Data entries.
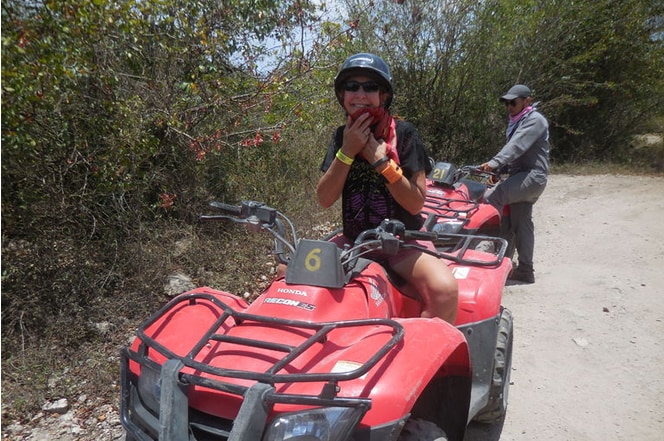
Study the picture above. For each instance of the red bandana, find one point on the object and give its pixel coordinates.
(383, 127)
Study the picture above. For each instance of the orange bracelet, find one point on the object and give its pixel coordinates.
(392, 173)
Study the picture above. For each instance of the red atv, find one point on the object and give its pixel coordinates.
(333, 351)
(455, 203)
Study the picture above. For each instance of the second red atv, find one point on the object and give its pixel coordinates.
(332, 351)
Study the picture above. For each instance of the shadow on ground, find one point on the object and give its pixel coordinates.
(484, 432)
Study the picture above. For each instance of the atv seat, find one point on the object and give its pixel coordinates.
(475, 189)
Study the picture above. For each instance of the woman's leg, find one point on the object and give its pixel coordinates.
(433, 279)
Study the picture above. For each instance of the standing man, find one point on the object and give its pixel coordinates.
(525, 157)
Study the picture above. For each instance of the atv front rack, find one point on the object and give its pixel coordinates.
(173, 381)
(273, 375)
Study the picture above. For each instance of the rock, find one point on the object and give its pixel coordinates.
(60, 406)
(177, 284)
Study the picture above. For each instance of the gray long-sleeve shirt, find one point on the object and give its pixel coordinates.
(527, 148)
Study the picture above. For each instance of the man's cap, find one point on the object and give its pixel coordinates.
(517, 91)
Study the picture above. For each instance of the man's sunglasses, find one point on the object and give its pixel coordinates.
(368, 86)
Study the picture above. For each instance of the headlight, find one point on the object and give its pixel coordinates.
(325, 424)
(149, 388)
(448, 227)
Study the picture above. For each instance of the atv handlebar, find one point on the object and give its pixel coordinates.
(388, 238)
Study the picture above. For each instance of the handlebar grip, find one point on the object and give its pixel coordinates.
(227, 208)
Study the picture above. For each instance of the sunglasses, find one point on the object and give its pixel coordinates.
(368, 86)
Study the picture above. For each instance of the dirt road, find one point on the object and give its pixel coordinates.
(589, 334)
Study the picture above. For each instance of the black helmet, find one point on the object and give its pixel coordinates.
(365, 64)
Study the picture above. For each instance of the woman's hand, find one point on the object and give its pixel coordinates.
(374, 149)
(356, 134)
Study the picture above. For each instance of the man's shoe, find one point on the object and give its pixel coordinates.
(523, 274)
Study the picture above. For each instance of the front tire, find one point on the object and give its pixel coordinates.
(502, 367)
(422, 430)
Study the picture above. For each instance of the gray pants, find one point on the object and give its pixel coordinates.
(520, 191)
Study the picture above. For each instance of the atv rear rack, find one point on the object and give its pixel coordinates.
(448, 208)
(272, 375)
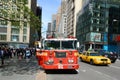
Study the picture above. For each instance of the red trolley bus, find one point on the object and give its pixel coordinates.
(58, 53)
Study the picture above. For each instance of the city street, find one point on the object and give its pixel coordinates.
(29, 70)
(24, 69)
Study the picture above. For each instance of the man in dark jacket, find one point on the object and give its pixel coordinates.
(2, 56)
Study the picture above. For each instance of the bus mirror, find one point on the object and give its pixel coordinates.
(40, 45)
(78, 45)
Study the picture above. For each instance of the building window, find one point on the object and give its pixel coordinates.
(24, 39)
(3, 22)
(15, 31)
(2, 37)
(14, 38)
(24, 31)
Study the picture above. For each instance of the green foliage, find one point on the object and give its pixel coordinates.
(17, 11)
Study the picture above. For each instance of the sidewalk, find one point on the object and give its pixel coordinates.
(15, 69)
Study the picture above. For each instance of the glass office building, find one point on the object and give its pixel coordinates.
(98, 24)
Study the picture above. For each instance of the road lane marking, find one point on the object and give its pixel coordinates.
(115, 67)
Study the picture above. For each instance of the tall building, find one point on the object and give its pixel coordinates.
(98, 24)
(63, 20)
(10, 35)
(49, 30)
(72, 8)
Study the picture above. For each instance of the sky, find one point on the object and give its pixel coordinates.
(49, 7)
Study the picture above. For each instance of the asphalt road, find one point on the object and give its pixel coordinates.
(29, 70)
(88, 72)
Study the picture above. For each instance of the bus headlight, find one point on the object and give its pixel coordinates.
(50, 61)
(70, 60)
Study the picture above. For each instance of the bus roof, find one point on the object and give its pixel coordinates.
(61, 39)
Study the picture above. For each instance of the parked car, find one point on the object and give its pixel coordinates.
(94, 58)
(111, 55)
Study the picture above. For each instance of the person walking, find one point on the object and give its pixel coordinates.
(2, 56)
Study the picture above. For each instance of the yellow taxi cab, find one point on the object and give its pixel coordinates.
(94, 58)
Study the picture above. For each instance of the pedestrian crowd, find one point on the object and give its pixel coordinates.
(20, 53)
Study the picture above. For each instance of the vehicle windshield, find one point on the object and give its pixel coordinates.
(52, 44)
(94, 54)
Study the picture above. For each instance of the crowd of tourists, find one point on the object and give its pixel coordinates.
(19, 53)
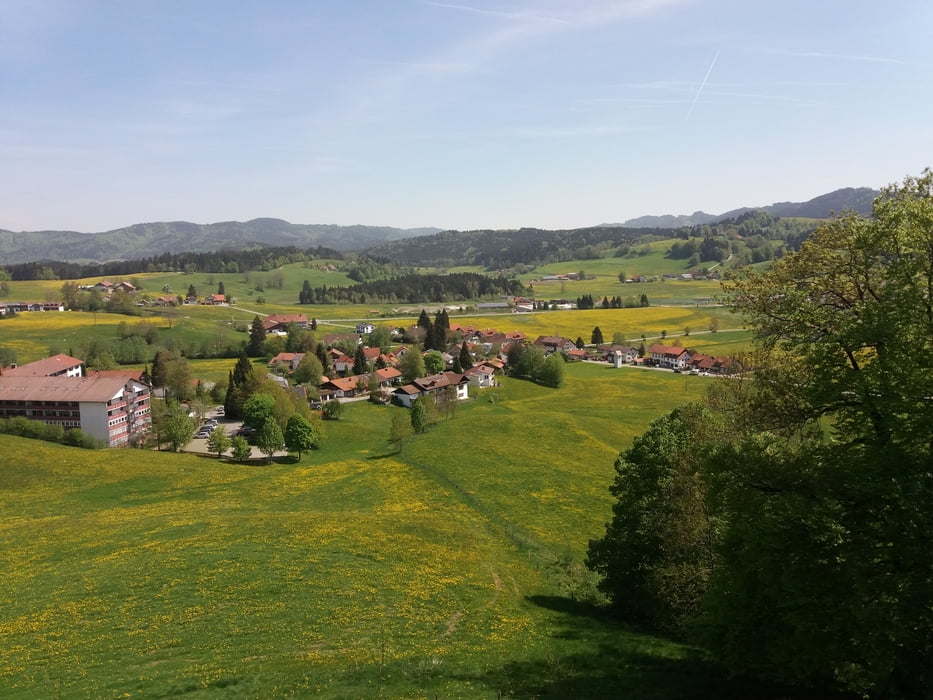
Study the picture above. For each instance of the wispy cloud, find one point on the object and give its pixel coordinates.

Prompt.
Could you repeat, exactly and with nothing else, the lines from the one containing "Study the picture above. For each instance of the parked" through the last line of the records above, leaving out the pictures?

Written reply.
Study the picture above. For each instance of the parked car, find one point on the object and give its pixel coordinates.
(94, 58)
(111, 55)
Study the picture above. For each instance of the person walking, find one point on the object and give its pixel coordinates.
(2, 56)
Study the picture above. For each instance of the yellow taxi cab, find one point on the object and give its pixel coordinates.
(94, 58)
Study the picture above. For each instance of the pedestrian crowd, find one point on the object and give its pixel coordinates.
(20, 53)
Study the picture above. For each instance of the vehicle windshield, find one point on the object and give its pixel coordinates.
(52, 44)
(94, 54)
Study the picture above. For each instance of the crowd of tourists, find one point on the object and give its pixel coordinates.
(19, 53)
Study the picture above. For each instance of the wispy cloud, find one point on the object and give its pixel coordinates.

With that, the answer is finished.